[BEGIN Records to process]
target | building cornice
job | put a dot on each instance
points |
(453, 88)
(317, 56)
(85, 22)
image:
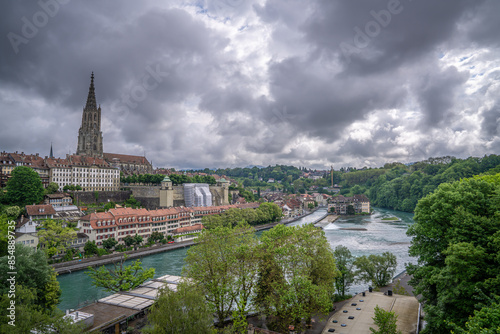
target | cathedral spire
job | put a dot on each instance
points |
(91, 102)
(90, 135)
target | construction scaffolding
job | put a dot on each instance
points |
(197, 194)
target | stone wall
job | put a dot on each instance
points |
(145, 191)
(88, 197)
(149, 203)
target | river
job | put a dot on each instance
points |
(379, 237)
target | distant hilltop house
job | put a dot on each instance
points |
(360, 204)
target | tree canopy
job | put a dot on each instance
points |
(33, 272)
(24, 187)
(181, 311)
(121, 277)
(54, 238)
(377, 269)
(456, 238)
(289, 275)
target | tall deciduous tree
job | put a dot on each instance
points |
(223, 264)
(181, 311)
(31, 318)
(33, 272)
(386, 322)
(297, 277)
(109, 243)
(24, 187)
(456, 237)
(90, 248)
(377, 269)
(54, 238)
(52, 188)
(121, 277)
(345, 264)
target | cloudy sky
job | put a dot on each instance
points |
(227, 83)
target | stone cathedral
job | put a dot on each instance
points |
(90, 135)
(90, 140)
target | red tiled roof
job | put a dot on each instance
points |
(192, 228)
(81, 160)
(34, 210)
(126, 158)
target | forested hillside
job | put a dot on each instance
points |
(399, 187)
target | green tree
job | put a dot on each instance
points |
(137, 240)
(457, 241)
(12, 211)
(33, 272)
(386, 322)
(484, 321)
(52, 188)
(297, 275)
(30, 317)
(226, 282)
(109, 243)
(156, 237)
(377, 269)
(90, 248)
(109, 205)
(128, 241)
(345, 264)
(121, 277)
(181, 311)
(24, 187)
(54, 238)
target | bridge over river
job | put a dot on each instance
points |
(380, 236)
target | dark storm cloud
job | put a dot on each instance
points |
(491, 122)
(228, 82)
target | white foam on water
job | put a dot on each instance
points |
(331, 226)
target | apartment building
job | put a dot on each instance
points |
(120, 222)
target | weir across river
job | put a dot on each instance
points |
(380, 236)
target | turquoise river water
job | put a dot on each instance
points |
(379, 237)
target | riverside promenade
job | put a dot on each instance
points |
(75, 265)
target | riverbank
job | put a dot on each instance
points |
(75, 265)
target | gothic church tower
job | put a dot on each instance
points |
(90, 135)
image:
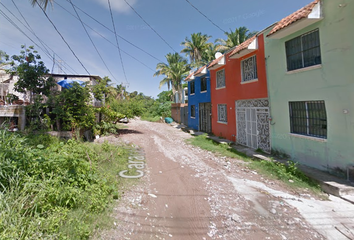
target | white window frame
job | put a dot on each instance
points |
(219, 107)
(254, 75)
(315, 31)
(218, 73)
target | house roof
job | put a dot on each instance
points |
(73, 75)
(189, 76)
(200, 70)
(292, 18)
(216, 61)
(243, 45)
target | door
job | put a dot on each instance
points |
(205, 117)
(251, 127)
(252, 124)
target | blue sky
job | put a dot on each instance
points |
(173, 20)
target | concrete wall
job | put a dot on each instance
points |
(176, 111)
(14, 111)
(332, 81)
(235, 90)
(196, 98)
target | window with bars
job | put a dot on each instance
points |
(222, 113)
(308, 118)
(220, 78)
(192, 85)
(249, 69)
(192, 110)
(303, 51)
(203, 84)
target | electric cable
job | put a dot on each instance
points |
(62, 37)
(108, 29)
(149, 25)
(115, 33)
(204, 16)
(92, 41)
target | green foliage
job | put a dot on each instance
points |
(101, 89)
(34, 115)
(109, 115)
(31, 72)
(174, 71)
(50, 189)
(206, 143)
(73, 107)
(11, 97)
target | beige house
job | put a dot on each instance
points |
(14, 112)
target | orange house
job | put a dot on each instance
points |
(239, 95)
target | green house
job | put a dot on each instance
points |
(310, 68)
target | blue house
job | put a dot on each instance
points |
(199, 100)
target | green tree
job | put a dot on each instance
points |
(209, 54)
(165, 96)
(3, 60)
(73, 107)
(195, 47)
(101, 89)
(32, 73)
(43, 3)
(174, 71)
(234, 38)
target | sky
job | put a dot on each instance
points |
(141, 47)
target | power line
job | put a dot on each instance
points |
(30, 29)
(45, 46)
(149, 25)
(107, 29)
(62, 38)
(18, 28)
(204, 16)
(92, 41)
(108, 39)
(115, 33)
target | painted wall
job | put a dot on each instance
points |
(236, 90)
(196, 98)
(332, 82)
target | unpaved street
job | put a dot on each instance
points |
(188, 193)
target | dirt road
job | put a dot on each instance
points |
(188, 193)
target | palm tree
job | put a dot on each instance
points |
(195, 47)
(235, 38)
(174, 71)
(43, 3)
(209, 54)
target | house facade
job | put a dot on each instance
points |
(311, 85)
(240, 106)
(199, 106)
(14, 112)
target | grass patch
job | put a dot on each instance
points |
(55, 189)
(287, 173)
(150, 118)
(271, 169)
(208, 144)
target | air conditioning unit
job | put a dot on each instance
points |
(350, 173)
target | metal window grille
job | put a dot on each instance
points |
(220, 78)
(222, 113)
(249, 69)
(192, 110)
(203, 84)
(303, 51)
(192, 85)
(308, 118)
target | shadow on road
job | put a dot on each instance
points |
(128, 131)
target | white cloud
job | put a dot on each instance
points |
(118, 5)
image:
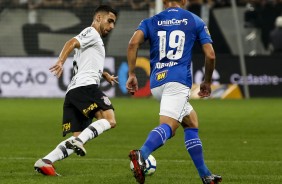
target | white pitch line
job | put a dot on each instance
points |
(163, 160)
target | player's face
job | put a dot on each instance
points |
(107, 24)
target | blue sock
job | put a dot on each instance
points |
(156, 138)
(194, 146)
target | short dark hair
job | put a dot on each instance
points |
(105, 8)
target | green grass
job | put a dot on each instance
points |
(241, 140)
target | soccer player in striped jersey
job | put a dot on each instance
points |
(172, 34)
(84, 100)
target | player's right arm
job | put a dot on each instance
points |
(69, 46)
(136, 40)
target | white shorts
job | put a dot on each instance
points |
(174, 100)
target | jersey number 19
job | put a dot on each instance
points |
(176, 41)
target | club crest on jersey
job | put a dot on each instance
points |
(106, 100)
(207, 30)
(172, 22)
(161, 75)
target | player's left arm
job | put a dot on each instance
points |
(205, 87)
(68, 48)
(112, 79)
(136, 40)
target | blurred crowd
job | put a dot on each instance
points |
(259, 14)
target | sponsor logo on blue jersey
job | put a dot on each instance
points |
(172, 22)
(161, 75)
(162, 65)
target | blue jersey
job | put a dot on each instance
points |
(172, 34)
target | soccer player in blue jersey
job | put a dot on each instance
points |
(172, 34)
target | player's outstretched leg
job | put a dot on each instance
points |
(213, 179)
(45, 167)
(139, 165)
(77, 146)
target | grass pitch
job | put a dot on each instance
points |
(241, 140)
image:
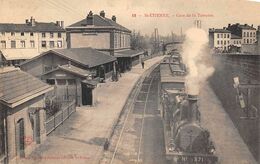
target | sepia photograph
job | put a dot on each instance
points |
(129, 81)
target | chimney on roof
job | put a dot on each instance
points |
(57, 23)
(90, 19)
(102, 13)
(32, 21)
(60, 24)
(114, 18)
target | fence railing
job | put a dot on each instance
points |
(54, 121)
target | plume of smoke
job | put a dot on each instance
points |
(195, 57)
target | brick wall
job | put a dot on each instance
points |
(246, 67)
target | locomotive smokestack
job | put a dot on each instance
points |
(193, 105)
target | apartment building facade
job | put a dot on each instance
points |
(245, 32)
(19, 42)
(106, 35)
(219, 39)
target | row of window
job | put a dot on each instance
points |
(32, 34)
(237, 41)
(223, 35)
(13, 44)
(61, 81)
(249, 34)
(222, 42)
(32, 44)
(51, 44)
(121, 40)
(249, 41)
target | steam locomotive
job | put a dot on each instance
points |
(186, 141)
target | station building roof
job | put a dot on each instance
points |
(70, 69)
(128, 53)
(17, 87)
(98, 22)
(38, 27)
(88, 57)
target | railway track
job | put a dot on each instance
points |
(127, 142)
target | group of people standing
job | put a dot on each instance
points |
(117, 70)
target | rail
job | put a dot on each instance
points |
(56, 120)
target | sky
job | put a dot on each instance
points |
(175, 15)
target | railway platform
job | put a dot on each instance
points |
(230, 147)
(81, 138)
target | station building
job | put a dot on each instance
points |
(19, 42)
(22, 113)
(74, 72)
(104, 34)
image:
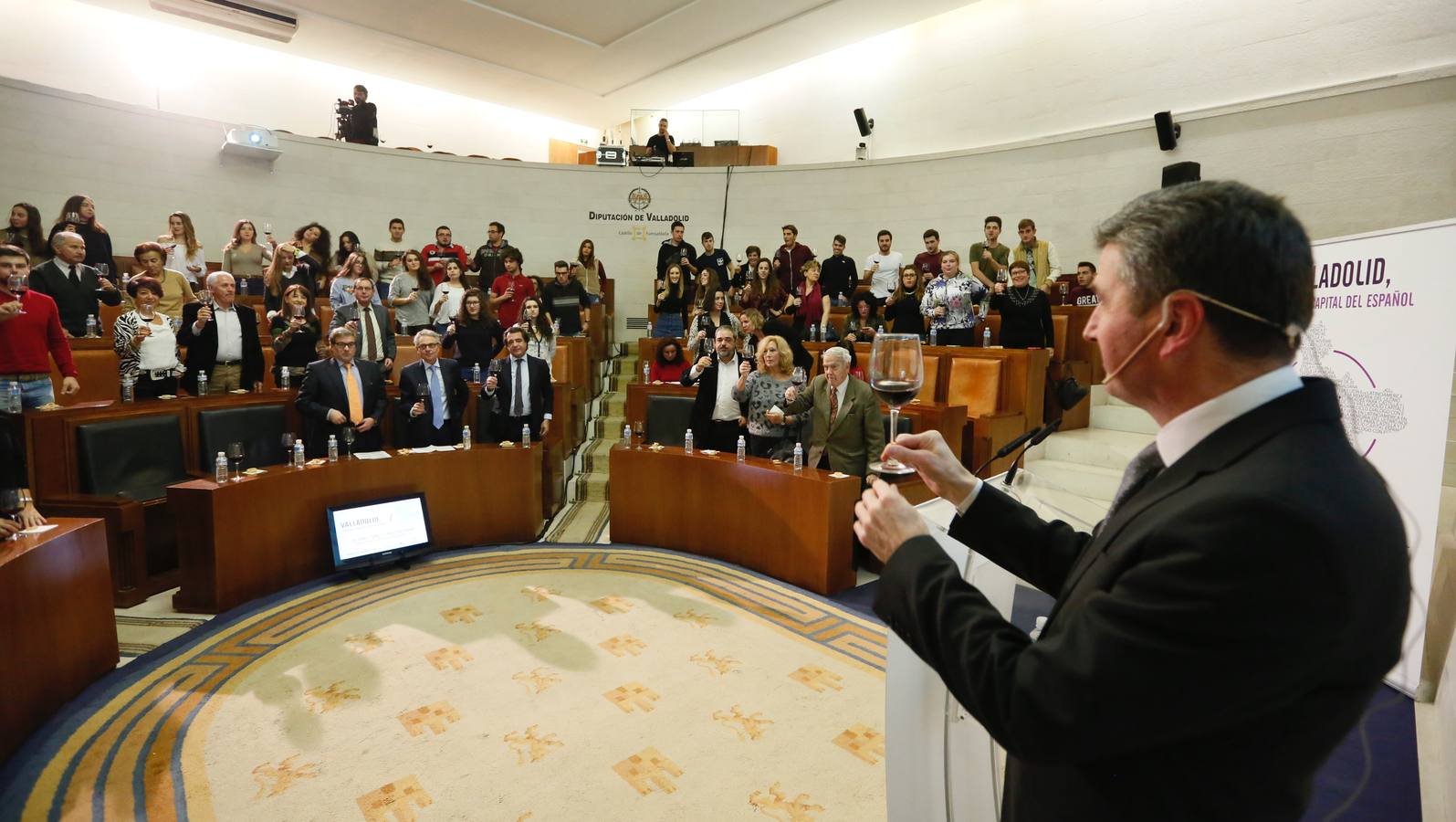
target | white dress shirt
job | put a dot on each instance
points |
(229, 334)
(1184, 432)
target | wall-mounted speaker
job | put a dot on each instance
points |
(1168, 132)
(1187, 171)
(864, 122)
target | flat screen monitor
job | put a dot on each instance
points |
(377, 531)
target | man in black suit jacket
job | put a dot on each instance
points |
(1226, 624)
(718, 418)
(531, 404)
(75, 286)
(222, 340)
(424, 391)
(323, 398)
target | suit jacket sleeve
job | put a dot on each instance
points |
(1172, 631)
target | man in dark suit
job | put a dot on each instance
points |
(524, 396)
(370, 321)
(222, 340)
(340, 393)
(75, 286)
(718, 418)
(1226, 624)
(435, 393)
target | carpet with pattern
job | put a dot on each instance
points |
(540, 682)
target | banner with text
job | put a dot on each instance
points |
(1382, 332)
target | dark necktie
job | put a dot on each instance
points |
(518, 403)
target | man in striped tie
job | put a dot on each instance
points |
(341, 391)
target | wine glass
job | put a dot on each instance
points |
(19, 284)
(235, 455)
(896, 374)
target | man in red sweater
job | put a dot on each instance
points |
(511, 289)
(29, 330)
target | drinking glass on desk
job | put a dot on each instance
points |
(235, 457)
(896, 374)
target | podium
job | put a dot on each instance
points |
(941, 765)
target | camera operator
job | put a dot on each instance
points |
(359, 120)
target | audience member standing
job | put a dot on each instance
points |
(176, 291)
(146, 344)
(567, 300)
(475, 332)
(761, 389)
(521, 394)
(29, 330)
(76, 288)
(296, 332)
(435, 394)
(442, 249)
(839, 274)
(883, 269)
(927, 263)
(989, 259)
(791, 258)
(341, 391)
(675, 251)
(1025, 311)
(718, 418)
(508, 290)
(951, 303)
(222, 340)
(374, 342)
(1044, 267)
(849, 430)
(183, 249)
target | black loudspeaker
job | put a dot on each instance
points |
(1187, 171)
(865, 124)
(1168, 132)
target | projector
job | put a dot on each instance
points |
(252, 142)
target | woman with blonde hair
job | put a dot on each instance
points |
(761, 389)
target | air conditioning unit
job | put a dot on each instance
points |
(247, 17)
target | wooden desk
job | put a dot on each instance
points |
(246, 540)
(794, 526)
(58, 628)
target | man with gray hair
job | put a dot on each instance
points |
(222, 340)
(1220, 630)
(848, 427)
(75, 286)
(435, 394)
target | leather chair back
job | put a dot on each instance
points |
(976, 384)
(258, 427)
(136, 458)
(667, 418)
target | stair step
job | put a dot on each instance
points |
(1123, 418)
(1093, 447)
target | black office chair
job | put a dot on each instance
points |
(667, 418)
[END Records to process]
→ Set task:
Return the line that contains "target | drinking glass on desk" and all lines after it, verbatim, and nothing else.

→ Right answer:
target | drinking glass on desk
job | put a dot on each instance
points |
(235, 457)
(896, 374)
target | podium
job | put a dot on each instance
points |
(941, 765)
target | camera operator
job | put a dot on each instance
points |
(359, 120)
target | audience member standing
job | put a dot on each instance
points |
(176, 291)
(146, 344)
(567, 300)
(475, 332)
(761, 389)
(521, 394)
(29, 330)
(76, 288)
(296, 332)
(435, 394)
(442, 249)
(839, 274)
(883, 269)
(927, 263)
(989, 259)
(791, 258)
(341, 391)
(675, 251)
(1025, 311)
(718, 418)
(508, 290)
(951, 303)
(222, 340)
(374, 342)
(1044, 267)
(849, 430)
(183, 249)
target | black loudspeaker
job | put a dot on each instance
points |
(1187, 171)
(865, 124)
(1168, 132)
target | projector
job | put a dot on each instance
points |
(252, 142)
target | woman with blonde hair
job | put a dot on each instance
points |
(761, 389)
target | air conditioning unit
job | put a dot on each instance
points |
(247, 17)
target | wooden desk
job | put a dot on each instance
points |
(246, 540)
(794, 526)
(58, 628)
target | man with gray hair
job | put a dot on each instance
points |
(222, 340)
(1220, 630)
(848, 427)
(75, 286)
(435, 394)
target | leather chair back
job | put a dot on each instance
points |
(976, 384)
(258, 427)
(136, 458)
(667, 418)
target | stair step
job | put a dot on each instance
points |
(1123, 418)
(1093, 447)
target | black office chair
job | put a dot on each instance
points |
(667, 418)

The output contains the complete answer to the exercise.